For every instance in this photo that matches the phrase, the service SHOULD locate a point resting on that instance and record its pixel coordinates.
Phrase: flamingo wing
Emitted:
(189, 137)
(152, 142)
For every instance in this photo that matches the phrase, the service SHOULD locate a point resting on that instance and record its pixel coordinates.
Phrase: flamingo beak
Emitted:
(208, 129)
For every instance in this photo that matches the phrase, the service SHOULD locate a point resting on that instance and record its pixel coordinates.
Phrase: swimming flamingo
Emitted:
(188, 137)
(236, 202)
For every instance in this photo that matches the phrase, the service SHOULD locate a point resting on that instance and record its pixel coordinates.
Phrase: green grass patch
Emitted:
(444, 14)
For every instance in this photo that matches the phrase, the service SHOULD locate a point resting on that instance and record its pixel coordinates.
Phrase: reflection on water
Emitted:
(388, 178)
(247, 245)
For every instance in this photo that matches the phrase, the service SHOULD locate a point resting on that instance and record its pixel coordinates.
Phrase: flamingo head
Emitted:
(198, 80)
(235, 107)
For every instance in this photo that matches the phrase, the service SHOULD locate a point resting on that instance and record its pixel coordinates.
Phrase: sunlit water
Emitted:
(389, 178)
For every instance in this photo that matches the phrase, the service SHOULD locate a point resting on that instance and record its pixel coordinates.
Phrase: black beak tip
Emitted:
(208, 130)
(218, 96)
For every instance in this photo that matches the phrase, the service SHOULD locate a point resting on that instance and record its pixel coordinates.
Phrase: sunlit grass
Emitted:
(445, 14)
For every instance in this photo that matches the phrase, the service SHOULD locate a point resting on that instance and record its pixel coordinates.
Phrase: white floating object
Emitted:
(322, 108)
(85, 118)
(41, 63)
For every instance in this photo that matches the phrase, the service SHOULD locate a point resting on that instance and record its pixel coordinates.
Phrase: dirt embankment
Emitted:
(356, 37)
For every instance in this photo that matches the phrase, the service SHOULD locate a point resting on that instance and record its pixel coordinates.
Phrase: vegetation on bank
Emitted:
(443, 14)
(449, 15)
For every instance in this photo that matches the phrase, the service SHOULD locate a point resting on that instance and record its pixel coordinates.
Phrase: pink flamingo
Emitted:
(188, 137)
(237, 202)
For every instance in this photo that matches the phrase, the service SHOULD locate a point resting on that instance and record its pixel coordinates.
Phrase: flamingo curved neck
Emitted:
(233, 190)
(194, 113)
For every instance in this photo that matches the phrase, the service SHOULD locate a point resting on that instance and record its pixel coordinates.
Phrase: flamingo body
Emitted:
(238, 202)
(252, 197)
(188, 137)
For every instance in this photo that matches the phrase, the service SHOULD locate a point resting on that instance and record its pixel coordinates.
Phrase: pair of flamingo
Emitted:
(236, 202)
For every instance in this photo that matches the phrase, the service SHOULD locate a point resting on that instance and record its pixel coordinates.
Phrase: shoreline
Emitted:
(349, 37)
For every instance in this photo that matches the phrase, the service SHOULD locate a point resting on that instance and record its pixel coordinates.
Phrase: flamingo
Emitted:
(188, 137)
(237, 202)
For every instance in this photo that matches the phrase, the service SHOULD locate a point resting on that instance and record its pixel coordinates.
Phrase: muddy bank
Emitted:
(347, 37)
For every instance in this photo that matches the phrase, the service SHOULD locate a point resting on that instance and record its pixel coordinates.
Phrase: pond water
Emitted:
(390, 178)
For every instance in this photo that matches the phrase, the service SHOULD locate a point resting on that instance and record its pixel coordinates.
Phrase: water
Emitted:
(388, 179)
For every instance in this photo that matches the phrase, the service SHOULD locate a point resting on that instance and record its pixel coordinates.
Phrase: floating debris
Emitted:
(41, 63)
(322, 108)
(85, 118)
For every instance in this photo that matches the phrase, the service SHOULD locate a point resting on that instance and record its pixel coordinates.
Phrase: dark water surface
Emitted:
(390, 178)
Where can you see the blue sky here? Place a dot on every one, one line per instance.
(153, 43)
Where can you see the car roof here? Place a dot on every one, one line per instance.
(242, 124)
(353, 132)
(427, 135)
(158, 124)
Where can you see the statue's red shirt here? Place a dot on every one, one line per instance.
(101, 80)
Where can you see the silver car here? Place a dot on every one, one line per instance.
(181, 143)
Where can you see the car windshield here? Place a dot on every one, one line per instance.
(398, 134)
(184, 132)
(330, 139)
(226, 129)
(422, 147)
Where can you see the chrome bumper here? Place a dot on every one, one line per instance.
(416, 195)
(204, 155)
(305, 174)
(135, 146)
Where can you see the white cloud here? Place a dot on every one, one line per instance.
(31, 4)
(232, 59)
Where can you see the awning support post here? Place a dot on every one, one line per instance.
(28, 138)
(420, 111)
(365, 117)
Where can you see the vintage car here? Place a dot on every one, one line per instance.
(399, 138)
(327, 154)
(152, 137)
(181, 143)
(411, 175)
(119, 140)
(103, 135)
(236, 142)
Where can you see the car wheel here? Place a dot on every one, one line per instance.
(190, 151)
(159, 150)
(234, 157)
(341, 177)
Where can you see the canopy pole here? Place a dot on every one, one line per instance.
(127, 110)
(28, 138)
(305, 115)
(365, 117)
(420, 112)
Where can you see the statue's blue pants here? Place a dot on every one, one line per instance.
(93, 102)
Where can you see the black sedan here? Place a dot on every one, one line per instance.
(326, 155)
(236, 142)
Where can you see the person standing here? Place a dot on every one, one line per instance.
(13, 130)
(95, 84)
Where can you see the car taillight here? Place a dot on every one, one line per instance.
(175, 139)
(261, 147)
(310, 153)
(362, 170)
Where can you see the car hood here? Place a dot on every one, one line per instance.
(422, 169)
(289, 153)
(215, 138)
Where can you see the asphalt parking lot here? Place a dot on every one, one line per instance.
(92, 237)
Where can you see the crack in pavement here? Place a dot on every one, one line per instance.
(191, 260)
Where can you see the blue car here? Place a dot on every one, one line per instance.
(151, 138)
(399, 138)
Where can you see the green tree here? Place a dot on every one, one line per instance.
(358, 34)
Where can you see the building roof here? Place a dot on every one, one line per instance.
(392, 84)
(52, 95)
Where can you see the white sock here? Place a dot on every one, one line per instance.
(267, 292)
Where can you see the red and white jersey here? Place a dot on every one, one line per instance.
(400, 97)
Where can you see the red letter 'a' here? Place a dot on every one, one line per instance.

□ □ □

__Instructions to follow__:
Extract, verbatim, the lines from the one containing "Where can you see the white cloud" through the last line of the listing above.

__Written solution__:
Where can you see the white cloud here? Place a dot on every one, one line per instance.
(31, 4)
(232, 59)
Where can you see the awning support post here? Place a dot on every one, one line per instance.
(28, 138)
(420, 111)
(365, 117)
Where can you see the vintage car here? Place a dot on every one, one line per instance.
(399, 138)
(327, 154)
(152, 137)
(181, 143)
(411, 175)
(119, 140)
(103, 135)
(236, 142)
Where can you see the car wheel here? Place a dot on every one, one line per instance.
(190, 151)
(159, 150)
(234, 157)
(341, 177)
Where can you see the canopy pole here? Place a dot on every one, one line per instance.
(127, 110)
(28, 138)
(305, 115)
(365, 117)
(420, 112)
Where can you see the statue's blue pants here? Place a dot on every one, one line per instance.
(93, 102)
Where can you see the black sedan here? Place a dot on every one, one line per instance.
(326, 155)
(236, 142)
Where can you see the person standing here? Place a dot on every one, one line per instance.
(13, 130)
(95, 84)
Where can you see the car taillight here? Place a dot on every one, one line per instance.
(175, 139)
(261, 147)
(310, 153)
(362, 170)
Where can you see the car hood here? Place a dot on every one, one line per instance.
(422, 169)
(289, 153)
(215, 138)
Where can you see the asphalt parking lot here? Place a dot on every one, one line per instance.
(92, 237)
Where can you see the crack in pavement here? Place a dot on every one, one line per instance.
(191, 260)
Where can you see the blue car here? Place a dot on every one, one line per instance.
(151, 138)
(399, 138)
Where can you see the green tree here? Place a dot on every one, one line per instance.
(358, 34)
Where can you see the building roof here? Place a dot on every one, one line per instance.
(392, 84)
(52, 95)
Where can you see the white sock here? Place a dot on every one, one line per instance.
(267, 292)
Where can you see the red and white jersey here? Place a dot on every one, one line per instance.
(400, 97)
Where can you see the red letter 'a' here? Place a dot on every one, one line per instance.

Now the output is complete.